What is asked =
(1) Which distinct commands, daemons, and configuration files does the Slurm thread name? Give each one once.
(2) Can you copy out the records from their start through the line containing "25, 355, 600, 400", including both of those lines?

Selection =
On 25 October 2016 at 09:17, Tuo Chen Peng <tp...@nvidia.com> wrote:

> Oh ok thanks for pointing this out.
>
> I thought ‘scontrol update’ command is for letting slurmctld to pick up
> any change in slurm.conf.
>
> But after reading the manual again, it seems this command is instead to
> change the setting at runtime, instead of reading any change from
> slurm.conf.
>
>
>
> So is restarting slurmctld the only way to let it pick up changes in
> slurm.conf?
>
> And if I change (2.2) in my plan to
>
> (2.2) restart slurmctld to pick changes in slurm.conf, then use ‘scontrol
> reconfigure’ to push changes to all nodes
>
> Do you see any impact to the running jobs in the cluster?

Data lines =

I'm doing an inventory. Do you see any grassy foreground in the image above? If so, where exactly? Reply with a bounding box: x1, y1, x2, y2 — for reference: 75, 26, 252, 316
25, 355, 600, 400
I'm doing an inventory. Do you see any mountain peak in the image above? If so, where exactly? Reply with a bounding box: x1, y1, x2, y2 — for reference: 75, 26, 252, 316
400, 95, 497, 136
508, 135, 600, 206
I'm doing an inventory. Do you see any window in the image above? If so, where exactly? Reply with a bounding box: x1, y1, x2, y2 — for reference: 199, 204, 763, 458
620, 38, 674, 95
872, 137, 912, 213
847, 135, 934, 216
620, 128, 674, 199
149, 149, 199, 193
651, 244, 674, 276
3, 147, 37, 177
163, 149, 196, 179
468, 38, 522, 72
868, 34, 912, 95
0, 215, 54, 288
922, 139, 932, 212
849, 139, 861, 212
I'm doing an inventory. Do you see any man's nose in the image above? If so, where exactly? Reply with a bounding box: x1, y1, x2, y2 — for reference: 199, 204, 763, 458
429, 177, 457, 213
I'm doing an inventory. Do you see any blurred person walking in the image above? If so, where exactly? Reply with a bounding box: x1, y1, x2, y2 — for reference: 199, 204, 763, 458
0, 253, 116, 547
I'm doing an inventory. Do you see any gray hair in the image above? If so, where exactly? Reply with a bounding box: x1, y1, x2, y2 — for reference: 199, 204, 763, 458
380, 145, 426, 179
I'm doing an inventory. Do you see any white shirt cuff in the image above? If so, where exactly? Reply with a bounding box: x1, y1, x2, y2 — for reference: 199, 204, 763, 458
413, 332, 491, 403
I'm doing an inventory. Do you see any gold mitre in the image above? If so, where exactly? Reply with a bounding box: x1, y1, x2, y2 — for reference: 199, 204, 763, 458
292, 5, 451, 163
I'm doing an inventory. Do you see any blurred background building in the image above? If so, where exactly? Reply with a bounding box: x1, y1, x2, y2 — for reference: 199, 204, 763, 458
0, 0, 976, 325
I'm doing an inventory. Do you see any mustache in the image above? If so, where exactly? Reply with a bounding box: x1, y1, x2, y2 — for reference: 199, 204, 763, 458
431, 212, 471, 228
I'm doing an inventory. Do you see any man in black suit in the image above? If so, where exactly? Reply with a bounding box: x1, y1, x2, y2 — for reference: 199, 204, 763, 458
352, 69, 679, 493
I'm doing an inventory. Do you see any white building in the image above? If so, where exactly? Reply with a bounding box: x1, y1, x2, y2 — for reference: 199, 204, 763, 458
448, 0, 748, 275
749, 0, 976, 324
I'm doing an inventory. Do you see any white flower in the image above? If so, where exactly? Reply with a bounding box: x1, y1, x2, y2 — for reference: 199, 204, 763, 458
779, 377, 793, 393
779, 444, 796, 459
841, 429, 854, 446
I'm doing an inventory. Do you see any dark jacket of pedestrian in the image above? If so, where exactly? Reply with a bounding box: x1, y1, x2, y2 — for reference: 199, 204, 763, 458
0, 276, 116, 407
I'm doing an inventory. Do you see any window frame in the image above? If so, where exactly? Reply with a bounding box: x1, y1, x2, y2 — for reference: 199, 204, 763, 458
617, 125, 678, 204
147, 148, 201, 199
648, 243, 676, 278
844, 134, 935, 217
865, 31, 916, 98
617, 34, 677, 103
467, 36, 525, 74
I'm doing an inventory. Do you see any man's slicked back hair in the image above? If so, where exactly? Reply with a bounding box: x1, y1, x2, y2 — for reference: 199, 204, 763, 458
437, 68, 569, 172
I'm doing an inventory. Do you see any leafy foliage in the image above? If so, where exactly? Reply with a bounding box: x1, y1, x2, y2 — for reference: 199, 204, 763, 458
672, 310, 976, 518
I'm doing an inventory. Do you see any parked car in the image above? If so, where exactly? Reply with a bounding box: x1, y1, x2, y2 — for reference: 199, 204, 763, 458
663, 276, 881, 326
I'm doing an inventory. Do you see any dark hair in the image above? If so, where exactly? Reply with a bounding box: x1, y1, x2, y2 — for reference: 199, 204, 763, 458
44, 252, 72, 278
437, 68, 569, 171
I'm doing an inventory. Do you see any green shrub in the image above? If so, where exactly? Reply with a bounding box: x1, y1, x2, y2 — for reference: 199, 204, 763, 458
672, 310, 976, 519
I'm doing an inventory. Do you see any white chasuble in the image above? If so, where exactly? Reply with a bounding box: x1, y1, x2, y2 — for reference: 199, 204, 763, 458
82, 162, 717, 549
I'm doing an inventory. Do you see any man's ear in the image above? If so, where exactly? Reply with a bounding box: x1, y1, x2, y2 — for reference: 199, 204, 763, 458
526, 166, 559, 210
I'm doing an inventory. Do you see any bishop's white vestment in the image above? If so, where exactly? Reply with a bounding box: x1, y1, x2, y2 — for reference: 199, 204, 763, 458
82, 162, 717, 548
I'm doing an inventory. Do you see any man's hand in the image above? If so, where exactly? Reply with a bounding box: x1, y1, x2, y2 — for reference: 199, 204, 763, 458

Solutions by task =
(1)
- scontrol update
- scontrol reconfigure
- slurmctld
- slurm.conf

(2)
I'm doing an inventory. Do you see any grassy foreground in the image above? If so, where exactly? Reply with a bounding box: x1, y1, x2, y2 — for reference: 75, 26, 252, 316
25, 355, 600, 400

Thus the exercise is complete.